DOCUMENT PASSAGE:
<<<<

Witnesses said the air raids began shortly after 6.30am on Tuesday, with four bombings around the town. Initially they thought it was just another airstrike, until the first responders who arrived at the scene began falling to the ground.
Khutainy said: “They told us, ‘HQ, we are losing control.’ We had no idea what they were trying to say. Then they said, ‘Come save us, we can no longer walk.’ So the second and third teams went with just face masks. We could smell it from 500 metres away.”
Local people and first responders described a scene of utter horror at the attack site. The wounded were shaking and convulsing on the ground, foaming at the mouth, their lips blue, passing in and out of consciousness.
“I found children lying on the ground, in their last breaths, their lips going blue,” said Abu al-Baraa, lives nearby and rushed to help when the full extent of what had happened dawned on him.
“We went into the houses and we found children dead in their beds, people who were trying to flee down the stairs who collapsed in their place,” he said, standing across the street from the crater left by the missile. “People on the rooftops and in the basements. People on the ground in the street. Wherever you looked there were dead human beings.”
The suffocating patients and the dead were taken to the nearby civil defence centre and the adjacent clinic, built into the side of a rocky mountainous outcrop to withstand potential airstrikes. The dead were laid in a nearby shed while emergency workers hosed down the injured with water and administered atropine, a nerve agent antidote.
But while medical workers were trying to come to grips with the crisis, between eight and 10 airstrikes targeted the medical facility and civil defence centre. The shed collapsed on the dead, and the site was put out of service.
“Maybe the pilots heard the myth that you could come back to life 48 hours after dying from sarin, so they decided to bomb them again just in case,” said an official from the Ahrar al-Sham rebel group who was on the scene. “Thank God there is a Day of Judgment in the afterlife.”
The Guardian visited the destroyed medical facility and civil defence centre briefly. Local people said reconnaissance planes had been spotted in the sky earlier and believed the area might be targeted again later in the day.

>>>>

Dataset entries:
<<<<

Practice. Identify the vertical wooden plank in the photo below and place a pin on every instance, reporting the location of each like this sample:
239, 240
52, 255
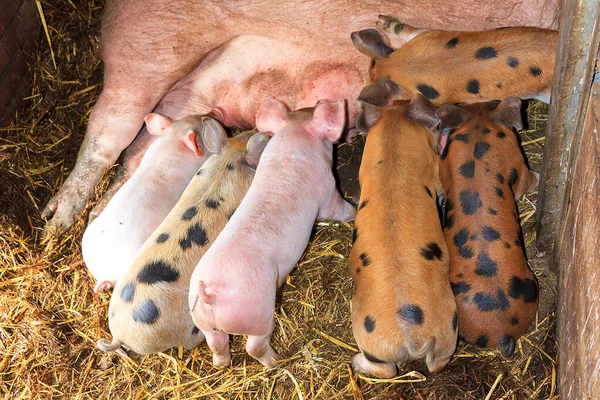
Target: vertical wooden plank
578, 46
578, 253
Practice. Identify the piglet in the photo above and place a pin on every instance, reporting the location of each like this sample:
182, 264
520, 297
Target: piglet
233, 286
483, 172
149, 310
403, 308
111, 240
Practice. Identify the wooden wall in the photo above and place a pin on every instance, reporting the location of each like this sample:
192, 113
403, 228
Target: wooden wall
19, 33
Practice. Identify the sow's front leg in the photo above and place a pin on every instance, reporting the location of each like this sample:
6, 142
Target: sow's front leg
131, 161
143, 59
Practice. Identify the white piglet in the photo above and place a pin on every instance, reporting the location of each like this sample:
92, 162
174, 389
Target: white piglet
232, 289
110, 242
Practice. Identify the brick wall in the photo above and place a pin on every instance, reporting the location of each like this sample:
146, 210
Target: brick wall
19, 32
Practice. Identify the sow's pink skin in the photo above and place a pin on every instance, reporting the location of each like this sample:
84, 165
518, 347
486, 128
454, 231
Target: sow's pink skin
137, 209
233, 287
225, 55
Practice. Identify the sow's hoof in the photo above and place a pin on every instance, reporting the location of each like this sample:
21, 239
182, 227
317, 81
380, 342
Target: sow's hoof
347, 160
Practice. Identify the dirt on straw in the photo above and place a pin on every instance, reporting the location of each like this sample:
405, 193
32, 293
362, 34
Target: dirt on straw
50, 318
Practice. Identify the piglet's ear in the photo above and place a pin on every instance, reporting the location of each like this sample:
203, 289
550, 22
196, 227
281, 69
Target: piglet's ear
371, 43
380, 93
368, 116
329, 120
190, 140
271, 116
423, 113
508, 113
214, 136
450, 117
254, 148
157, 124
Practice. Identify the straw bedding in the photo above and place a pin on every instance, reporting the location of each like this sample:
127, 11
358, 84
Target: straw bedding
50, 318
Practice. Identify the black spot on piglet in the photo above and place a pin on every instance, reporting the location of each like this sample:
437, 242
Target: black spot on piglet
486, 266
364, 257
469, 202
462, 137
535, 71
412, 314
428, 91
452, 43
195, 235
190, 213
513, 176
157, 271
526, 288
163, 237
467, 170
432, 251
369, 324
485, 53
507, 346
490, 234
480, 149
146, 313
212, 204
428, 192
127, 292
473, 86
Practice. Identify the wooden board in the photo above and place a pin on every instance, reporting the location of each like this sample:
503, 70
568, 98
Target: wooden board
578, 254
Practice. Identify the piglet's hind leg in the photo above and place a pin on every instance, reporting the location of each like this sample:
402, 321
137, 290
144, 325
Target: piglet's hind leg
260, 348
218, 342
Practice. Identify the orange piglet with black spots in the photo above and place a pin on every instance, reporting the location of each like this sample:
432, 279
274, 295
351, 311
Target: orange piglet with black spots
456, 66
483, 171
403, 308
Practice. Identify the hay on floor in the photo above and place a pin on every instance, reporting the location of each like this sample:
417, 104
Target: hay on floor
50, 318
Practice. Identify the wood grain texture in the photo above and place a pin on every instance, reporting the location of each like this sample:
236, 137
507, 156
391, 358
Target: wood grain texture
578, 254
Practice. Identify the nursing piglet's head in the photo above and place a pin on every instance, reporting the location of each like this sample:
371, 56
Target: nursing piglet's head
325, 121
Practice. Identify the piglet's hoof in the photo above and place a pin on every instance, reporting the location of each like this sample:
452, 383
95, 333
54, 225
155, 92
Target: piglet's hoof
62, 210
379, 369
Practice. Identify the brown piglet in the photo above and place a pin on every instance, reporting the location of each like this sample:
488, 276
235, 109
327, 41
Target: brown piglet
483, 171
455, 66
403, 308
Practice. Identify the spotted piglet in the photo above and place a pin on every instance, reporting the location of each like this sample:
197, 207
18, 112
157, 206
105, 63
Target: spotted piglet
455, 66
483, 172
403, 308
233, 287
110, 242
149, 312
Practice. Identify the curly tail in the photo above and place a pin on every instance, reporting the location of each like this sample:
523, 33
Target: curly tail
107, 346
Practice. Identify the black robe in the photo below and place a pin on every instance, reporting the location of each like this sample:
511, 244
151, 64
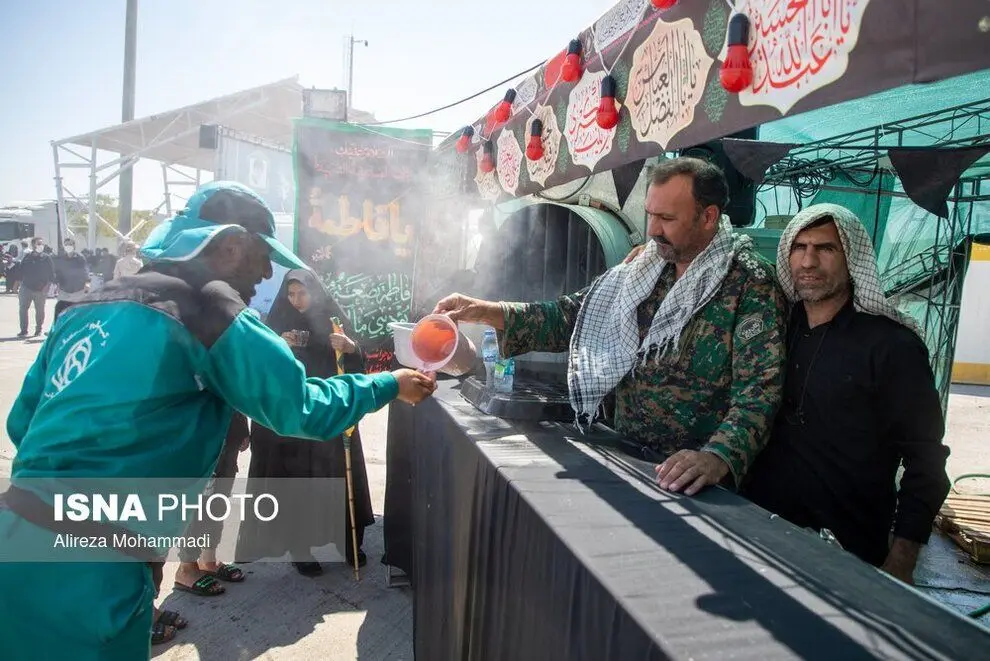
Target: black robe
275, 456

>>>>

AIM OF THE EXERCISE:
Carry the news report on the chemical attack forward, starting right after its final sentence. The items play no part in this work.

THE ANSWER:
The site was filled with rubble. Inside, hospital equipment, beds, surgical instruments and small boxes of medicine lay covered in dust or broken on the ground. There were no weapons in sight, and the rooms inside the cave were darkened with the electricity knocked out.
In a nearby cemetery, the graves of the dead are still fresh from the funerals the day before, the red soil still upturned. In one corner 18 new graves were set up, the names barely etched with a rough chisel on the tombstones. They contained the bodies of 20 people, including two children who were buried with their mother. They were all from the same family.
Abdulhamid al-Yousef, one of the few survivors in the family, was receiving condolences at his home in Khan Sheikhoun, a day after burying his wife and nine-month-old twins, Ahmed and Aya, fighting back tears.
Yousef had rushed to help the other victims of the attack. He came back instead to find that much of his family had perished, including siblings, nephews and nieces. His wife and children had rushed down to the bomb shelter in their basement, only for the toxic gas to seep into it, killing them all.
That evening at the cemetery, he insisted on carrying his two infants in his arms to bury them himself.
Abdulhamid, almost in a trance, repeated the children’s names, choking as he did so.
“Aya, and Ahmed, my souls. Yasser and Ahmed, my brothers who had my back. Ammoura and Hammoudi, Shaimaa, so many others,” he said.